ACTIVITY =
Please answer these questions from the court opinion:
(a) Which court decided the case?
(b) To what amount did the jury reduce the assessment on Hennessey's lands?
(c) Whom did the president of the board of local improvements appoint to make the assessments?

### SUPPLIED TEXT

City of Lawrenceville v. Hennessey

Decision Date21 April 1910
Citation244 Ill. 464,91 N.E. 670
PartiesCITY OF LAWRENCEVILLE v. HENNESSEY et al.
CourtIllinois Supreme Court

OPINION TEXT STARTS HERE

Appeal from Lawrence County Court; J. A. Benson, Judge.

Proceeding by the city of Lawrenceville for a special assessment. From a judgment confirming assessments as reduced, T. R. Hennessey and another appeal. Reversed and remanded.W. F. Foster and P. W. Barnes, for appellants.

McGaughey & Tohill, for appellee.

CARTWRIGHT, J.

Appellee, city of Lawrenceville, in Lawrence county, began this proceeding by filing its petition in the county court of said county for a special assessment to pay for that part of a connected system of sewers located in sewer district No. 3. The county court overruled legal objections interposed by the appellants, T. R. Hennessey and P. W. Barnes, and the question of benefits was submitted to a jury. Lands of Hennessey were assessed in that district at $1,061, and the jury reduced the assessment to $800. The lands of P. W. Barnes were assessed at $500, and the jury reduced the amount to $300. The court confirmed the assessments as reduced and appellants appealed from the judgment.

The board of local improvements of the city of Lawrenceville adopted a general scheme of sewers for the city with an outlet in the Embarrass river, and divided the city into four sewer districts. On July 2, 1909, the board presented to the city council reports and estimates together with four ordinances, one for each district. The ordinanceswere passed and approved on that day. Section 38 of the local improvement act (Hurd's Rev. St. 1908, c. 24, § 544) provides that upon the filing of a petition in court for a special assessment the superintendent of special assessments in cities where such officer is provided for by law, otherwise some competent person appointed by the president of the board of local improvements, shall make a true and impartial assessment of the cost of said improvement. On the same day that the ordinances were passed, and before the filing of any petition, the president of the board of local improvements appointed Guy W. Courter to make the assessments in the several districts and Courter proceeded to make the same. On July 16, 1909, the city filed a petition for the special assessment involved in this case in district No. 3, and thereupon Courter filed his assessment roll on the same day.

######
### INFORMATION GIVEN

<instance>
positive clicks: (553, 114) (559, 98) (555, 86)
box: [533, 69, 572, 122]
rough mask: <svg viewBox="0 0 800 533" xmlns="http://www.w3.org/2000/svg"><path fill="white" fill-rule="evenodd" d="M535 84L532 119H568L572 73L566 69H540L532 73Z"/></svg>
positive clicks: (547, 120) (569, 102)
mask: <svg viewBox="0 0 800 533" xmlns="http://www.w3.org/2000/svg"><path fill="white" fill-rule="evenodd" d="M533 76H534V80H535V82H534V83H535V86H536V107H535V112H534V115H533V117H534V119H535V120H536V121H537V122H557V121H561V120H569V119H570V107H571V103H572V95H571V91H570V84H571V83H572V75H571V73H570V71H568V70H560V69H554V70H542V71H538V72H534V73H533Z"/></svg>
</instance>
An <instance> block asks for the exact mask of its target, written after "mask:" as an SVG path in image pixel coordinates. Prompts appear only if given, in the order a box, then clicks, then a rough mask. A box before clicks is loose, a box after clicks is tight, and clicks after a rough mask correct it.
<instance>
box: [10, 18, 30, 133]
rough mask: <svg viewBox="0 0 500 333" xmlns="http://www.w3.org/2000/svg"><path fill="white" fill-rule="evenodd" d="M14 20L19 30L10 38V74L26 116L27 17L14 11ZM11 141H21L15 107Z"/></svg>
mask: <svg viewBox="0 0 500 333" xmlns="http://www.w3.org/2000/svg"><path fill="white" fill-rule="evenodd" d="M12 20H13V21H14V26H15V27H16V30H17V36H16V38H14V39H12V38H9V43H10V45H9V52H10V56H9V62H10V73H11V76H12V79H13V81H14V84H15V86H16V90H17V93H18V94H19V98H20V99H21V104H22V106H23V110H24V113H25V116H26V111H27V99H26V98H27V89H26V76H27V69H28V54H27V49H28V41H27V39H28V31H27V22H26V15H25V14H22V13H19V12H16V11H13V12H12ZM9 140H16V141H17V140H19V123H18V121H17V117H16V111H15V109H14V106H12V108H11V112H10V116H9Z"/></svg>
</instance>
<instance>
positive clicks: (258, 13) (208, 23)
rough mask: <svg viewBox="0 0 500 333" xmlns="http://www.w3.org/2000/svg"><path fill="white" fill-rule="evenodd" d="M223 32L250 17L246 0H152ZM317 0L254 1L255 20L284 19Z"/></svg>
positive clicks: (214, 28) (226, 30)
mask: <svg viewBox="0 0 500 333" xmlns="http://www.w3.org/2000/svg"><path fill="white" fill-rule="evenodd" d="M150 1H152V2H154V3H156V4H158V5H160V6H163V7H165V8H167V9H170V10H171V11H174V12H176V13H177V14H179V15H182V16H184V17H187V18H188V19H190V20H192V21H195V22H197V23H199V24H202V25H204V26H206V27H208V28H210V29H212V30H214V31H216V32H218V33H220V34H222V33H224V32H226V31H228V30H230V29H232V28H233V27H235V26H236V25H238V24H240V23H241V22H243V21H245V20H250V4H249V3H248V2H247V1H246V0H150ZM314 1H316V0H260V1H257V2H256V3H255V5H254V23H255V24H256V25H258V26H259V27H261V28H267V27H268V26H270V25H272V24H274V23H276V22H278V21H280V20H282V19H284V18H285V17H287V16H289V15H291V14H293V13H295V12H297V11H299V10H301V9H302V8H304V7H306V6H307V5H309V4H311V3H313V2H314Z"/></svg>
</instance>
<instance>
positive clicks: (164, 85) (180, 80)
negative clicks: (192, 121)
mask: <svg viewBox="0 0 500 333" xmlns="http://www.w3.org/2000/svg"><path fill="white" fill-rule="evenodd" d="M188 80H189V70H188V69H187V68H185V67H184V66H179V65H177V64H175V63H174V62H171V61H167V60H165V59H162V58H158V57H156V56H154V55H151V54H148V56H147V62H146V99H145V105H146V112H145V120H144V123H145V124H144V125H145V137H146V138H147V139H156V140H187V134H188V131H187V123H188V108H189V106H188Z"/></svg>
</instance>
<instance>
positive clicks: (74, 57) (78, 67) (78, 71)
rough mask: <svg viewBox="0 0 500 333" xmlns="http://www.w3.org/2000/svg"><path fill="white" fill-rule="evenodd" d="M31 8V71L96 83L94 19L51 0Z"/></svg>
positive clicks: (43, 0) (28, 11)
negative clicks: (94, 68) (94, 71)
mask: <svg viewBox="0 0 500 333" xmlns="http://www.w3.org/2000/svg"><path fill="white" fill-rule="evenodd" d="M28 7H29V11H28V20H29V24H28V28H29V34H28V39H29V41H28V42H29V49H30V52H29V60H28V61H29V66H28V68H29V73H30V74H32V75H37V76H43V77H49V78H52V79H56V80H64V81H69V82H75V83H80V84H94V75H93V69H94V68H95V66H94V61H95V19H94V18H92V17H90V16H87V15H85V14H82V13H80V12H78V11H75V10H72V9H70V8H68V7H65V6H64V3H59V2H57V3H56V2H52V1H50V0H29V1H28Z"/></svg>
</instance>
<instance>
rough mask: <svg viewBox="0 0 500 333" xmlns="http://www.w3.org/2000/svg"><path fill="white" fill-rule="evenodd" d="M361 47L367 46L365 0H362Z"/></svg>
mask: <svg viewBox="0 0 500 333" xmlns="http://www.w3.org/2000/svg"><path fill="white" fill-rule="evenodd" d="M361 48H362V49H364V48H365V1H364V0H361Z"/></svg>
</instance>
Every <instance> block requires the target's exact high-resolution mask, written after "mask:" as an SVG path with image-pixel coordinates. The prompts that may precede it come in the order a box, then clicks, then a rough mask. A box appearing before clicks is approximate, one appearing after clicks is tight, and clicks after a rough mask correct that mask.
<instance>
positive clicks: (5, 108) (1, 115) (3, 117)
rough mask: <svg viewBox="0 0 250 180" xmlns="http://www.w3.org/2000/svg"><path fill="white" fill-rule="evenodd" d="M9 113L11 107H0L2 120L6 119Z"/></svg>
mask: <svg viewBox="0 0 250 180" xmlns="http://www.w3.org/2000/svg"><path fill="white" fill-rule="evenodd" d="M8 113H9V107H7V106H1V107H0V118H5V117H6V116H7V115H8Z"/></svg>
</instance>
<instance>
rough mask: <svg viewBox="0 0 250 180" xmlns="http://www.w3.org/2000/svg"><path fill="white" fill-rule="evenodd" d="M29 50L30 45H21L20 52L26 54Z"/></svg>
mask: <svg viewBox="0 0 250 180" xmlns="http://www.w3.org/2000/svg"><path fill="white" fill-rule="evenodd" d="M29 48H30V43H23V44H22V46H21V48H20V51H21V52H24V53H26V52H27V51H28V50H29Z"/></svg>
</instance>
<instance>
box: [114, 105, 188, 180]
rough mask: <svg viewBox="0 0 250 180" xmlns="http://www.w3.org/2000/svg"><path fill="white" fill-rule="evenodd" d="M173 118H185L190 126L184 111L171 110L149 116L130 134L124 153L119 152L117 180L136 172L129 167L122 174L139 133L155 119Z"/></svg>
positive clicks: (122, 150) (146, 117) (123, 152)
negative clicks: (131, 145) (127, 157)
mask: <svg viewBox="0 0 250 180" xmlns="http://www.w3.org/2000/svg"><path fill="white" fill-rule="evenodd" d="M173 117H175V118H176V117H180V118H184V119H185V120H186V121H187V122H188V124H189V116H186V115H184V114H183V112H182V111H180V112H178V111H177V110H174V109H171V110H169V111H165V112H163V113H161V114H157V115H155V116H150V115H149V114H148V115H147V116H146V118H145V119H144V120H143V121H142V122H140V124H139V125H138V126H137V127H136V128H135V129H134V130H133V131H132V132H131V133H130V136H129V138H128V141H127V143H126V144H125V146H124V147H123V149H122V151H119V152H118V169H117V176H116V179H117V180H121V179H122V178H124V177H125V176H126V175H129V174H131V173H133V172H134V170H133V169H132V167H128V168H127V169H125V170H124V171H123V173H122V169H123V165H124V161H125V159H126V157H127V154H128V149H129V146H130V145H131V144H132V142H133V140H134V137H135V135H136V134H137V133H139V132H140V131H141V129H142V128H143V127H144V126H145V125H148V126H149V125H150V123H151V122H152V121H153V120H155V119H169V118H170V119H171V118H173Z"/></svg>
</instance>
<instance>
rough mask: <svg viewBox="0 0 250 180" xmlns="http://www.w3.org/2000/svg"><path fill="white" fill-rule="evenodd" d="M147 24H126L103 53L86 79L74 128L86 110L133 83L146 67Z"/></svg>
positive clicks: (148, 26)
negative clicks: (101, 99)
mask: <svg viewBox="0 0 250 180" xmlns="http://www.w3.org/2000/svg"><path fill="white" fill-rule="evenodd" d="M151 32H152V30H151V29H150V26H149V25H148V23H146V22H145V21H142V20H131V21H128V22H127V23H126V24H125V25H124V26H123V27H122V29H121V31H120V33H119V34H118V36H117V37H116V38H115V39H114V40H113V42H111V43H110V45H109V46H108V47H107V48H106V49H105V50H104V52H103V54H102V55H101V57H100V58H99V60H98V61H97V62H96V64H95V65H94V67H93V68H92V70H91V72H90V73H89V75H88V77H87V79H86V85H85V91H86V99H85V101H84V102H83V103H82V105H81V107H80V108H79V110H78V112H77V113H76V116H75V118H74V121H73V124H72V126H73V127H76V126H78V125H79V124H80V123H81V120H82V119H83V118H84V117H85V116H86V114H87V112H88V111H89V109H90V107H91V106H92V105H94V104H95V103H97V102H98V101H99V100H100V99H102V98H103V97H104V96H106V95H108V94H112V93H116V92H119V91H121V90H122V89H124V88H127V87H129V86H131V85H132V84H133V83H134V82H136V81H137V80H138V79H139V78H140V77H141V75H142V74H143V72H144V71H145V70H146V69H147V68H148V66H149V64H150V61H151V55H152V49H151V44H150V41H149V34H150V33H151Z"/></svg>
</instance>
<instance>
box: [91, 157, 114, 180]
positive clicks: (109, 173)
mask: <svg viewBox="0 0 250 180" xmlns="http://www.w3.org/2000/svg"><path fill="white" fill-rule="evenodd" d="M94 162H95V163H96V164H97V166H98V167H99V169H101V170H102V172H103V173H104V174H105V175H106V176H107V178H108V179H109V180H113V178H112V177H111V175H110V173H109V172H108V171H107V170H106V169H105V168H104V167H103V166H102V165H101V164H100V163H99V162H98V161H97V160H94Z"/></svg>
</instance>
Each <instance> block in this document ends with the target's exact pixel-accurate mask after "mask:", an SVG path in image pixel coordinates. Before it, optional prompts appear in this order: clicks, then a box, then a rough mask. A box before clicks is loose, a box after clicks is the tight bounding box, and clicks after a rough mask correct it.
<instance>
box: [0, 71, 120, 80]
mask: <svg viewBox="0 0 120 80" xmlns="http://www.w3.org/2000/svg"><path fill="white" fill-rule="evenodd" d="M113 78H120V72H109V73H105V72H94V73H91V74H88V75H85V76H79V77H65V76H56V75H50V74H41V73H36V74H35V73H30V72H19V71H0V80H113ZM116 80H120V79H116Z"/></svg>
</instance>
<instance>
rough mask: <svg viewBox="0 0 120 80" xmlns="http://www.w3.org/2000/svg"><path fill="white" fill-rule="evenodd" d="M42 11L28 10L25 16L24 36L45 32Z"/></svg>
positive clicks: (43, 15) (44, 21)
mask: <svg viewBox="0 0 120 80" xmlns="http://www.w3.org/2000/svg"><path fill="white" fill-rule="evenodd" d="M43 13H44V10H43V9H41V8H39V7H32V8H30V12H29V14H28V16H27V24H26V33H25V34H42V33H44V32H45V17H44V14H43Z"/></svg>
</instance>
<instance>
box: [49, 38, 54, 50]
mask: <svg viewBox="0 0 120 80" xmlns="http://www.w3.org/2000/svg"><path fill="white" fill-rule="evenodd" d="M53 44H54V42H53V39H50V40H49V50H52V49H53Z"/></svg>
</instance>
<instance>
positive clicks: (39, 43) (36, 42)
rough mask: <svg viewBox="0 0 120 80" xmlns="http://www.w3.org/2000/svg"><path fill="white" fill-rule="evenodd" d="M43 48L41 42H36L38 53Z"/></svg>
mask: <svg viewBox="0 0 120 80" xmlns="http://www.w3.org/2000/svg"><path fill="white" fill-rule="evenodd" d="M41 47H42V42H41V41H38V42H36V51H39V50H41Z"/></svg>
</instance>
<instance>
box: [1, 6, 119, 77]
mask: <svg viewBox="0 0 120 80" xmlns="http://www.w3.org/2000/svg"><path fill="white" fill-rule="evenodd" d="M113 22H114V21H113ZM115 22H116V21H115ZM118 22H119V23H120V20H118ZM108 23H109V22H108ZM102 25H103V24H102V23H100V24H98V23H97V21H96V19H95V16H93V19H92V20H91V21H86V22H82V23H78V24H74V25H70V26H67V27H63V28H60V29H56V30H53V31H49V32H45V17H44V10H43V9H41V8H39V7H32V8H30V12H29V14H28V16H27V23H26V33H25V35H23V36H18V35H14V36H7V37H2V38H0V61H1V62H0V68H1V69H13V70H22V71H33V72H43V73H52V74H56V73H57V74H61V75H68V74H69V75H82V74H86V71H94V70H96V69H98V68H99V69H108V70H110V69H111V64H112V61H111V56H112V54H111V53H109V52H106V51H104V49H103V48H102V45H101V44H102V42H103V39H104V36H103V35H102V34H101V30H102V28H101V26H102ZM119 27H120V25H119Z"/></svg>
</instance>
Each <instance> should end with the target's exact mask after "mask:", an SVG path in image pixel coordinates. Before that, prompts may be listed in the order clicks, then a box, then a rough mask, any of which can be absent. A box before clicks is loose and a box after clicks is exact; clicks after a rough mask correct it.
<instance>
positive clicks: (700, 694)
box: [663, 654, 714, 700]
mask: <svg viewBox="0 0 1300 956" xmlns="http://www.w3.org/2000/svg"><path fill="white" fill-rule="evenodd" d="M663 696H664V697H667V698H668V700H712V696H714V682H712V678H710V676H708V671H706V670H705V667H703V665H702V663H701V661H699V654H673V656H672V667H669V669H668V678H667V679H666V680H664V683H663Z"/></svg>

######

TASK OUTPUT =
(a) The Illinois Supreme Court.
(b) $800.
(c) Guy W. Courter.